## [SUPPLIED RECORDS]
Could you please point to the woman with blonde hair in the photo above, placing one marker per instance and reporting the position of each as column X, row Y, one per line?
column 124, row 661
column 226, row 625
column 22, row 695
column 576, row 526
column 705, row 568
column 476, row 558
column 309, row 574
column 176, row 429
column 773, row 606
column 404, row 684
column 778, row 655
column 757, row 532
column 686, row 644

## [WHAT IS NEEDED]
All of the data is to be written out again, word for word.

## [RESPONSE TO THIS EXERCISE]
Could you please point to the woman with blonde hair in the photo above, placing one marker per instance and reporting the position of each as column X, row Y, one per line?
column 124, row 661
column 226, row 625
column 22, row 695
column 576, row 526
column 705, row 568
column 476, row 558
column 309, row 574
column 176, row 429
column 773, row 606
column 404, row 684
column 778, row 655
column 757, row 532
column 686, row 644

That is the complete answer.